═══ Exercise inputs ═══

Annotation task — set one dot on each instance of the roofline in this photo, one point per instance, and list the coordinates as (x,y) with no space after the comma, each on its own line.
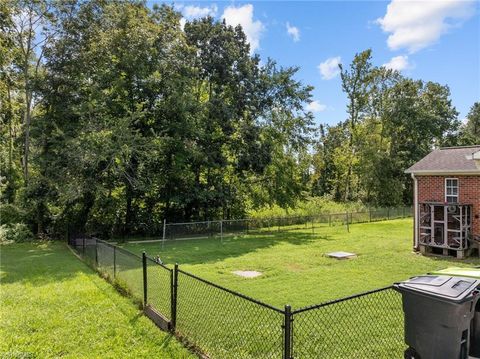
(443,172)
(454,147)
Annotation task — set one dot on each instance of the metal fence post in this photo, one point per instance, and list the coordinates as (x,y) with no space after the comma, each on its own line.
(145,284)
(164,231)
(174,296)
(287,331)
(96,253)
(114,262)
(221,230)
(348,227)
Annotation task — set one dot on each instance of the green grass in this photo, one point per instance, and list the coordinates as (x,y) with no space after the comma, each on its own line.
(294,266)
(52,305)
(296,271)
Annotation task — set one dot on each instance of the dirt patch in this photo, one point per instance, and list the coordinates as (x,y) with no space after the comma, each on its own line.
(247,273)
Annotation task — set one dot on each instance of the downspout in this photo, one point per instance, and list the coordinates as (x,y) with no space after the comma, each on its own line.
(415,212)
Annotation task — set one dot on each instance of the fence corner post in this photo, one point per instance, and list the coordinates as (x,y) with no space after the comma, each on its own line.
(145,286)
(114,262)
(221,230)
(174,297)
(348,226)
(287,331)
(96,253)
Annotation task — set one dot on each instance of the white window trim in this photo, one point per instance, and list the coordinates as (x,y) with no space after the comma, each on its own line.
(458,189)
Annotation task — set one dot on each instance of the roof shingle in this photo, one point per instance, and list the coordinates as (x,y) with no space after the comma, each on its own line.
(448,160)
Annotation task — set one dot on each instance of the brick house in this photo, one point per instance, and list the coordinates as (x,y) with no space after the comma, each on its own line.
(447,201)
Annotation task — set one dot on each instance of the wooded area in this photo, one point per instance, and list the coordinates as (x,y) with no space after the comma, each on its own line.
(115,117)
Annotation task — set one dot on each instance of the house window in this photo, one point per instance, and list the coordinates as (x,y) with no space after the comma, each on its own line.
(451,190)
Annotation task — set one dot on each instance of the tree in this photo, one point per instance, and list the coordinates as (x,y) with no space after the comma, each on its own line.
(30,30)
(470,132)
(356,84)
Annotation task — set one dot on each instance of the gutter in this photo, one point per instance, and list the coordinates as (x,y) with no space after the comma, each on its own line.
(415,212)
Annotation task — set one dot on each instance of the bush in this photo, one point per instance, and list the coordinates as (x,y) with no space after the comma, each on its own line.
(11,214)
(16,232)
(308,207)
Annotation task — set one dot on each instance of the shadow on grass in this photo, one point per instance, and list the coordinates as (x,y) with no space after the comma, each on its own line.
(214,249)
(37,263)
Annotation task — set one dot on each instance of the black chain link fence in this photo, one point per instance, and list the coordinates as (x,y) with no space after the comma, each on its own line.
(222,323)
(369,325)
(160,288)
(221,228)
(226,324)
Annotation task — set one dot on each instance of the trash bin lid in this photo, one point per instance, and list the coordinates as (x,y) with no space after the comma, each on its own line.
(455,289)
(472,272)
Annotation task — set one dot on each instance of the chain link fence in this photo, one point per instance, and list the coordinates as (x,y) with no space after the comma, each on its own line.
(221,228)
(368,325)
(220,323)
(226,324)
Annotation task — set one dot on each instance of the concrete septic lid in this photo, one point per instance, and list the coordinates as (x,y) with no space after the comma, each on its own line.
(247,273)
(341,255)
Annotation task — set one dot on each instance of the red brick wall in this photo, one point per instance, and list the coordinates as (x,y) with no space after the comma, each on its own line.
(432,188)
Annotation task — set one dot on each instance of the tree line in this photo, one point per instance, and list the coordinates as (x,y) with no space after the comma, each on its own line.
(115,117)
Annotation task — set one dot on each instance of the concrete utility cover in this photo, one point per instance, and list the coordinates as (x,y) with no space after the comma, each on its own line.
(341,255)
(247,273)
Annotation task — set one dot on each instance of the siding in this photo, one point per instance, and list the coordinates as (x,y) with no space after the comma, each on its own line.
(432,188)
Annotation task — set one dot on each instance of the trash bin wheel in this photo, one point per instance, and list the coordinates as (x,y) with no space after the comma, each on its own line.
(411,353)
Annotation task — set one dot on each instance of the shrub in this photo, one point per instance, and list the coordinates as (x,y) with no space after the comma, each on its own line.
(16,232)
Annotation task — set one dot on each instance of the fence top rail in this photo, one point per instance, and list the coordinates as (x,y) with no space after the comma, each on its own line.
(243,296)
(317,306)
(159,264)
(366,211)
(123,250)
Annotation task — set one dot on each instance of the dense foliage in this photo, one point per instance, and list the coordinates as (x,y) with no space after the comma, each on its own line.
(114,117)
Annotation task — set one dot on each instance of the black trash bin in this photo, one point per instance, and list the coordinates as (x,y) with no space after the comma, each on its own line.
(438,315)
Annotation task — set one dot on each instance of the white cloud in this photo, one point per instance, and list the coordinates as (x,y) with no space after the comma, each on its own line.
(182,23)
(329,68)
(316,106)
(243,16)
(194,12)
(414,25)
(294,32)
(398,63)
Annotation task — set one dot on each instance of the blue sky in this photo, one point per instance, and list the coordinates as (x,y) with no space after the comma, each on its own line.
(429,40)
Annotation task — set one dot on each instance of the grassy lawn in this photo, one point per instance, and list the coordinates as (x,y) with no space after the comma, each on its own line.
(294,266)
(52,305)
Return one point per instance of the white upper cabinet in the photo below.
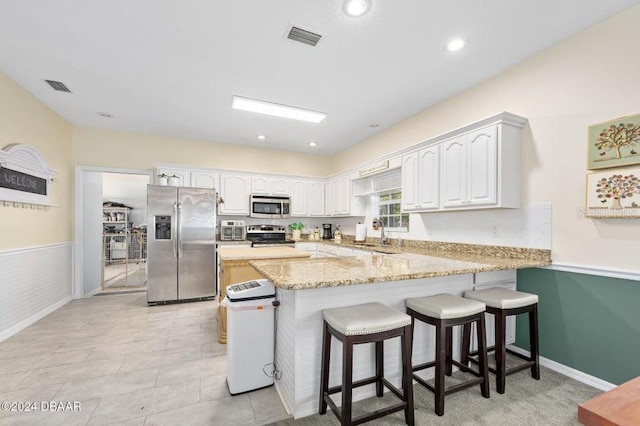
(204, 179)
(454, 172)
(476, 166)
(299, 194)
(269, 185)
(235, 190)
(315, 200)
(420, 179)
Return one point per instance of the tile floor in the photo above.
(127, 363)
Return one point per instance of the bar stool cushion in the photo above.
(445, 306)
(502, 298)
(364, 319)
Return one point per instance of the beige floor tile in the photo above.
(189, 370)
(214, 387)
(36, 395)
(157, 359)
(267, 405)
(137, 347)
(135, 404)
(115, 384)
(168, 332)
(11, 380)
(223, 412)
(191, 339)
(14, 365)
(70, 372)
(55, 418)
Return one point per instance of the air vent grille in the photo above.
(304, 36)
(58, 85)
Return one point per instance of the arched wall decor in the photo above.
(25, 176)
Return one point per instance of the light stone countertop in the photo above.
(421, 262)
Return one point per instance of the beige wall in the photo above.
(590, 78)
(25, 120)
(109, 148)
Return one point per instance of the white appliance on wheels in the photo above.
(250, 335)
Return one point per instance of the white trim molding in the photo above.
(601, 271)
(570, 372)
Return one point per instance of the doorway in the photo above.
(91, 189)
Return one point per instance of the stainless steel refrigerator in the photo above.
(181, 243)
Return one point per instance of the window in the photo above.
(389, 211)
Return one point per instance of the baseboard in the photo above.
(600, 271)
(33, 319)
(569, 372)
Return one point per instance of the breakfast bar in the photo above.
(305, 287)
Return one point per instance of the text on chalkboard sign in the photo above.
(12, 179)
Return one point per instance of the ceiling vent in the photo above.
(58, 85)
(303, 36)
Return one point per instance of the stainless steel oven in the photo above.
(232, 230)
(270, 206)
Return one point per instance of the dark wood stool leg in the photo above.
(466, 344)
(407, 381)
(347, 381)
(324, 369)
(501, 354)
(482, 355)
(379, 368)
(449, 340)
(533, 341)
(441, 354)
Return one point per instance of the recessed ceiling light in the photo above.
(356, 8)
(278, 110)
(456, 44)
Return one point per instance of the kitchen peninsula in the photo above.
(307, 286)
(235, 268)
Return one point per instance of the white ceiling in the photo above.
(170, 67)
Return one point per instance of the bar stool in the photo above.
(444, 311)
(367, 323)
(502, 302)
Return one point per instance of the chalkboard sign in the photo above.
(19, 181)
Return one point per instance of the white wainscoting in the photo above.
(34, 282)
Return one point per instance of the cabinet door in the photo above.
(298, 198)
(483, 160)
(410, 181)
(202, 179)
(235, 190)
(183, 175)
(315, 200)
(428, 195)
(454, 172)
(280, 186)
(260, 185)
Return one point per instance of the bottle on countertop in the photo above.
(337, 236)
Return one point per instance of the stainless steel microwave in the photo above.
(270, 206)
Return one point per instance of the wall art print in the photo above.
(614, 143)
(614, 193)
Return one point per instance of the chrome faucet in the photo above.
(383, 238)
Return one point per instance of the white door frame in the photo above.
(78, 234)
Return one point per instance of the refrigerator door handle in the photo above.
(179, 243)
(174, 234)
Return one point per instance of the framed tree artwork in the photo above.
(614, 193)
(614, 143)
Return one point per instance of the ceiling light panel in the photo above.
(277, 110)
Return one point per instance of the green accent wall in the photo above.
(586, 322)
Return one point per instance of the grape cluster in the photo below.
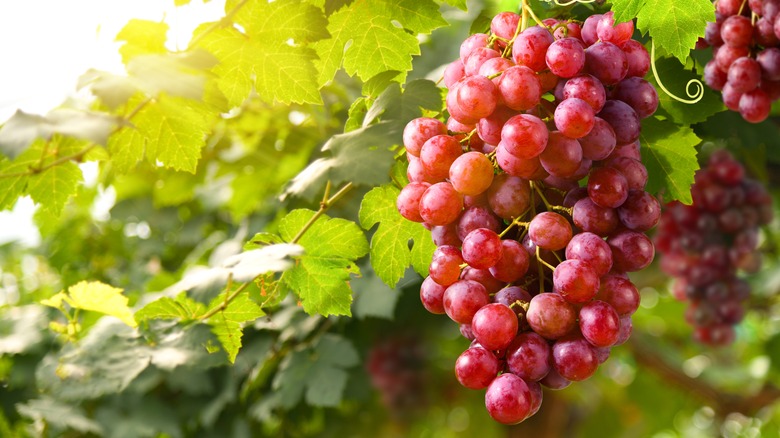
(746, 56)
(397, 370)
(706, 243)
(529, 262)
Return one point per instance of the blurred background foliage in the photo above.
(145, 229)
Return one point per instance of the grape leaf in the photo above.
(675, 26)
(365, 39)
(390, 252)
(182, 307)
(319, 372)
(227, 323)
(676, 80)
(22, 129)
(669, 152)
(142, 37)
(320, 277)
(626, 10)
(97, 297)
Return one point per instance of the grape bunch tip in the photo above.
(530, 262)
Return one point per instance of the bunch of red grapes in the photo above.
(745, 68)
(529, 262)
(706, 243)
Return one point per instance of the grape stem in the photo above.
(695, 97)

═══

▶ [What you should do]: Return the lines from the line containing "Return one point per instance of the blurred" to the end of the entries above, exactly as they appear and with no other output.

▶ [Task output]:
Return one point per instance of the blurred background foliage in the photo above.
(145, 229)
Return one point per instance of the grape leaf in the photo above.
(675, 26)
(365, 39)
(390, 252)
(182, 307)
(319, 372)
(227, 323)
(676, 80)
(22, 129)
(669, 152)
(142, 37)
(320, 277)
(626, 10)
(97, 297)
Return one point per instance of the grape bunch tip in the photo above.
(530, 262)
Return one point per instance of the bunch of red grapes in the photo above.
(745, 68)
(529, 262)
(706, 243)
Return one point per instance of the grape stem in the photo above.
(695, 97)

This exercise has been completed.